Things to do:
- A) In the article on Andrew Cuomo's resignation, what percentage of New York voters wanted Cuomo to quit, according to the Quinnipiac poll?
- B) Copy the passage from the article on Andrew Cuomo's resignation, starting at "The writing on" and ending at "for them personally.".
- C) Continue the article on Andrew Cuomo's resignation from the point where it stops.

Beset with allegations of sexual harassment and other scandals, New York Gov. Andrew Cuomo announced Tuesday that he would resign his office later this month.

“The best way I can help now is if I step aside and let government get back to governing,” Cuomo said in a press conference. “And therefore that’s what I’ll do.”

Up to this point, Cuomo had seemed defiant. He’d argued that the worst allegations against him were simply false, and that he had an old-fashioned habit of touching people without sexual intent that was being misconstrued. What changed?

Cuomo’s turnabout likely isn’t due to a sudden outbreak of conscience, but rather a decision born of self-interest. With only two options seemingly remaining — an ugly, months-long impeachment ending in his removal, or quick resignation — he picked the latter.

The key here was that looming impeachment. Cuomo seems to have initially held onto hope that he could beat back impeachment in New York’s state legislature somehow — and, indeed, he’d stalled action there for several months since these scandals surfaced earlier this year. But really, legislators were waiting for a report from the office of New York’s attorney general, Letitia James, on Cuomo’s conduct.

That report, released last week, detailed allegations from 11 women, covering conduct ranging from unwanted kissing and touching to inappropriate comments. One state employee claimed Cuomo groped her breast, while others described the governor telling sex jokes, commenting on how they looked, or touching them.

After the report’s release, leading Democrats said Cuomo had to go. New York’s entire Democratic congressional delegation called on him to resign, as did national Democratic leaders like President Joe Biden and House Speaker Nancy Pelosi. Longtime allies in state politics abandoned him too, from unions to state legislature power brokers. A majority of legislators in the state assembly went on record supporting his impeachment. Voters rejected him too — a Quinnipiac poll found that 70 percent of New York voters wanted Cuomo to quit.

The writing on the wall became clear — he couldn’t win. Furthermore, a conviction in his impeachment trial could have banned him from holding state office in the future. So now, he hopes, he will avoid that trial altogether.

In this still image from video, Gov. Andrew Cuomo is seen announcing his resignation.
Office of the Governor of New York via AP

The broader point is that scandal-plagued politicians often don’t resign because of shame or docility, but because they’ve concluded that leaving office voluntarily is the least bad, most face-saving option for them personally.

Supplied information:
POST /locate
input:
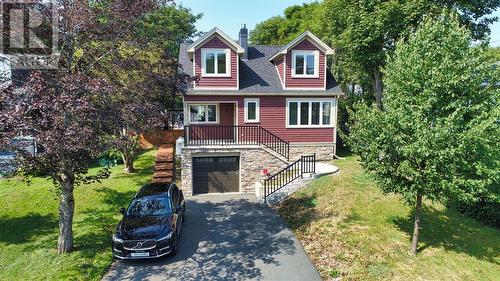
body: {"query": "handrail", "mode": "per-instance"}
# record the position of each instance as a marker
(226, 135)
(297, 169)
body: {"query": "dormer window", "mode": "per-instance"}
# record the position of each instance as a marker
(305, 64)
(216, 62)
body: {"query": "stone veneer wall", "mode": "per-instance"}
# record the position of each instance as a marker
(323, 151)
(253, 160)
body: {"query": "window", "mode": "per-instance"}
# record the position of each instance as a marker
(215, 62)
(5, 70)
(309, 113)
(305, 64)
(252, 110)
(203, 113)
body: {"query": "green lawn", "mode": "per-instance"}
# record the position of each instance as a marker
(29, 225)
(350, 229)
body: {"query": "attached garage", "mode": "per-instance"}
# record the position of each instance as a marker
(216, 174)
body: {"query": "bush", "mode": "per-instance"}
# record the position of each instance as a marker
(110, 158)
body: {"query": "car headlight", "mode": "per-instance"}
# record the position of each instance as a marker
(116, 239)
(166, 237)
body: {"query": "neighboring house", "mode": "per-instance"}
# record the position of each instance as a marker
(254, 109)
(17, 77)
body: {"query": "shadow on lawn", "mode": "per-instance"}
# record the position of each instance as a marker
(453, 232)
(100, 224)
(299, 211)
(21, 229)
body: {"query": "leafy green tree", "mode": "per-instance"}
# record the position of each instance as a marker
(438, 137)
(144, 71)
(364, 32)
(280, 30)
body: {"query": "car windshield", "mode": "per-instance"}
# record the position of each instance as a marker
(149, 207)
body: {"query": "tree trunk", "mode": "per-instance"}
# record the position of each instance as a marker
(66, 211)
(416, 226)
(128, 161)
(378, 88)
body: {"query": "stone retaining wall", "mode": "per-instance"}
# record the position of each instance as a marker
(323, 152)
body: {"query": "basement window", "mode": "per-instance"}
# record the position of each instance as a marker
(309, 113)
(203, 113)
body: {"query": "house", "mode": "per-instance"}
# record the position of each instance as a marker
(254, 109)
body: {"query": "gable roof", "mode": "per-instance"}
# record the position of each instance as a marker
(306, 35)
(257, 74)
(208, 35)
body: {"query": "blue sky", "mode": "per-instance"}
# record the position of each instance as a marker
(229, 15)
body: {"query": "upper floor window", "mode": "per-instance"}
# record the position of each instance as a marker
(305, 64)
(252, 110)
(216, 62)
(203, 113)
(309, 113)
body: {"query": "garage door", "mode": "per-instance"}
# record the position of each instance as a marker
(216, 174)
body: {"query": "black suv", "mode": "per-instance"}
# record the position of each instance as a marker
(151, 224)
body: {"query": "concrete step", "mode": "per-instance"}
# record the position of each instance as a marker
(164, 173)
(161, 166)
(162, 180)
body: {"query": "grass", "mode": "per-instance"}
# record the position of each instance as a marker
(29, 225)
(353, 231)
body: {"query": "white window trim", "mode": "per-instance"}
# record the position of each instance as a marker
(310, 101)
(206, 113)
(204, 52)
(257, 110)
(296, 53)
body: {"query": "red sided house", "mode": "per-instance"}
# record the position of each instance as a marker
(255, 110)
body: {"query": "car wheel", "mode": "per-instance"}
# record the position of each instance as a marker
(175, 246)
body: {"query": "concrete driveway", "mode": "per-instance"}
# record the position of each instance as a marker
(226, 237)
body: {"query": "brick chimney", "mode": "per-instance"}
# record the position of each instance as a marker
(244, 40)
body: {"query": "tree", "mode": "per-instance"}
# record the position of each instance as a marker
(69, 117)
(69, 111)
(143, 58)
(438, 137)
(364, 32)
(167, 27)
(281, 30)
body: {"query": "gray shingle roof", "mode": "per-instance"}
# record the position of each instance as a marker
(257, 74)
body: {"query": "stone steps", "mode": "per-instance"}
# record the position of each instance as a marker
(164, 166)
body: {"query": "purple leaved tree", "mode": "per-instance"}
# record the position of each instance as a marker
(72, 113)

Results of the tasks:
- A) 70 percent

- B)
The writing on the wall became clear — he couldn’t win. Furthermore, a conviction in his impeachment trial could have banned him from holding state office in the future. So now, he hopes, he will avoid that trial altogether.

In this still image from video, Gov. Andrew Cuomo is seen announcing his resignation.
Office of the Governor of New York via AP

The broader point is that scandal-plagued politicians often don’t resign because of shame or docility, but because they’ve concluded that leaving office voluntarily is the least bad, most face-saving option for them personally.

- C)
While Cuomo was defying calls for his resignation, he was frequently compared to former President Donald Trump, who did the same. But the key difference is that, even at Trump’s lowest moments — the blizzard of sexual harassment and assault accusations against him in October 2016, the scandal over his firing of FBI director James Comey, or either of his impeachments — many Republicans still stood by him. So Trump calculated, rationally and correctly, that he could survive those scandals, and even impeachment (as he twice did).

Why did Republicans stick with Trump throughout all this? Part of the reason is that his unique personalized appeal to the GOP base made elites afraid to cross him. Despite Cuomo’s successful run in state politics, he had no comparable cult of personality among ordinary voters. Many feared to cross Cuomo for many years, but once he was badly wounded — by this and other scandals, like that over the handling of data on Covid-19 deaths at New York nursing homes — he could be tossed aside.

Beyond that, Democrats simply had more of a desire to show they take sexual harassment allegations seriously in the Me Too era. Now, it is not the case that every Democrat accused of harassment these days gets tossed aside — there’s a growing consensus in the party that such allegations need to be corroborated, even if that standard isn’t yet uniformly applied.

But last week’s report on Cuomo’s conduct from the state attorney general’s office served that purpose of corroboration — it was received as authoritative and damning. The party did not want an accused groper with a pattern of at-best demeaning and at-worst lecherous comments as its standard-bearer. And, eventually, that became clear enough to Cuomo that he felt he had no other alternative but to quit.